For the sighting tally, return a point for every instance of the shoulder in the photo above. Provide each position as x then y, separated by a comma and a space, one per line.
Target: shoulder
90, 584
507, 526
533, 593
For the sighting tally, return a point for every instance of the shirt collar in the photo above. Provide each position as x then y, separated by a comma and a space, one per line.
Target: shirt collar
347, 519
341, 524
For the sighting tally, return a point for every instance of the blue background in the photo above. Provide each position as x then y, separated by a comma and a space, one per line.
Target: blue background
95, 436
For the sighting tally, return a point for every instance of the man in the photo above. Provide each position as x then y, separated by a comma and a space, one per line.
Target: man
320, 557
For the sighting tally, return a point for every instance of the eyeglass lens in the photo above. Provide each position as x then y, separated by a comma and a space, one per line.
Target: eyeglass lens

+ + + + +

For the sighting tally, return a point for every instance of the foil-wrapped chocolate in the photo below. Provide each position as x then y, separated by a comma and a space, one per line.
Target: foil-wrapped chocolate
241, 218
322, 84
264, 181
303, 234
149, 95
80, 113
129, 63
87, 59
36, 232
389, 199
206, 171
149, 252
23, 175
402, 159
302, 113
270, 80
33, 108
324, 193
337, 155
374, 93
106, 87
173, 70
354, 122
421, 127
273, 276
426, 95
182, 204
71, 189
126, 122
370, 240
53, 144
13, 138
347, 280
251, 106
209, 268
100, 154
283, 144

+ + + + +

Aim of the exercise. Write out again the records from the line containing "of the blue" through the line containing "Target: eyeglass lens", including both of those lines.

Final result.
For the sighting tally, return a point for every instance of the blue background in the photo above. Provide each position as x then y, separated by a comma and a space, one per line.
Target: blue background
95, 436
For the sighting tally, return a point for every instance of the man in the photo above. Provide each position as x then y, separated by a comma and a space, one per line.
Target: man
320, 557
For the sighting tally, return a point for every instance of the eyeglass lens in the photo above. Provide each position as x then y, separated by a comma and a space, one per line.
Target: eyeglass lens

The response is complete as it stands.